EXERCISE REQUIREMENTS –
A: Return the part of the psychic piracy post from "Yaaaar! We be" to "Science Of Magic?", word for word.
B: List the topics that the introduction of the psychic piracy post says Dr. Dave looks at this week.
* start PASSAGE *
Psychic Piracy [Part 2]

brain_coral_pink.jpg
(image by Lazlo-photo, used under a Creative Commons sharealike license)
Yaaaar! We be back with more brain piracy, psychic mularkey and general cerebral oddity. This week, Dr. Dave looks at (amongst other things) the rather curious history of EEG, why certain tribes survived that Tsunami and several women through a telescope.


The Science Of Magic?
Slouching towards 2012 there’s a hopeful fervour brewing in the New Age and psychedelic cauldron that the end of the Mayan calendar will force us to leap spectacularly into an era of realised panpsychism, where telepathy no longer requires telephones and we can plug directly into the Gaian internet or Vernadsky’s noosphere (a kind of human collective consciousness). As a contemporary spokesman for this view Daniel Pinchbeck has borrowed generously from Rudolf Steiner, who foresaw the coming of the Age of Michael and the development of universal telepathy, as did Steiner’s contemporary Teilhard de Chardin.
* end PASSAGE *
* start INFORMATION SUPPLIED *
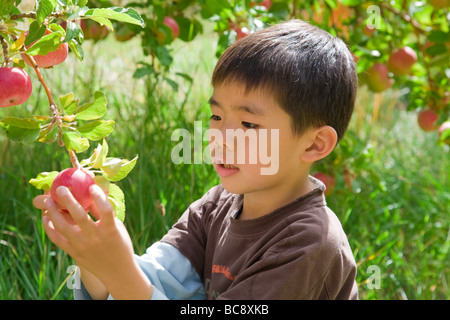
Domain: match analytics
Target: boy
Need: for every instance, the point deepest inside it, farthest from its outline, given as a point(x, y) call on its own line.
point(255, 236)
* end INFORMATION SUPPLIED *
FINAL RESULTS –
A:
Yaaaar! We be back with more brain piracy, psychic mularkey and general cerebral oddity. This week, Dr. Dave looks at (amongst other things) the rather curious history of EEG, why certain tribes survived that Tsunami and several women through a telescope.


The Science Of Magic?

B:
- the rather curious history of EEG
- why certain tribes survived that Tsunami
- several women through a telescope